[begin DATASET EXTRACT]
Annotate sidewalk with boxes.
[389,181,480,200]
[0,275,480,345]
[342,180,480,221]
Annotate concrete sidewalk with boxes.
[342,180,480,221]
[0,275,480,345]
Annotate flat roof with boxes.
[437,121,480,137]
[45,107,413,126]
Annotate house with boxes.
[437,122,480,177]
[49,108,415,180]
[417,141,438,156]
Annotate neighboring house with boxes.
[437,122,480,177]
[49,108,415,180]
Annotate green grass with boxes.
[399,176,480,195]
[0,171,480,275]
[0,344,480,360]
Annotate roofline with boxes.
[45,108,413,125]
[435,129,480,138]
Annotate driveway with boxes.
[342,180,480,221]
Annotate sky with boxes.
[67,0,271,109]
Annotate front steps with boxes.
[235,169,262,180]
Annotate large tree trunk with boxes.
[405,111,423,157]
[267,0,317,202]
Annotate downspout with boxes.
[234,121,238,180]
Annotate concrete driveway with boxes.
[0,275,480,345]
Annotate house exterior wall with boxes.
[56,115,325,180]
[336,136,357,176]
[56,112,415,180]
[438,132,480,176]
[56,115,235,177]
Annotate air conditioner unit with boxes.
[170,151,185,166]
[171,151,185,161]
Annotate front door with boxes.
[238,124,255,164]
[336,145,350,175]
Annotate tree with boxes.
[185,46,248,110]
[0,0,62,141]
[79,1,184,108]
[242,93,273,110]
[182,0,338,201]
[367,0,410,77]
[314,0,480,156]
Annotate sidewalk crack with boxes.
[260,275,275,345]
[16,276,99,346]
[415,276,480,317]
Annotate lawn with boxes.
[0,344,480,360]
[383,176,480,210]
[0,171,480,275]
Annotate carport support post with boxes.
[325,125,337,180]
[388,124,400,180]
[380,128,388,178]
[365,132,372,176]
[end DATASET EXTRACT]
### DIRECTIVE
Please filter the listing above down to the lines that contain the word "front", copying each matching line. Case counts.

### ANSWER BELOW
Annotate front steps with boxes.
Annotate front door with boxes.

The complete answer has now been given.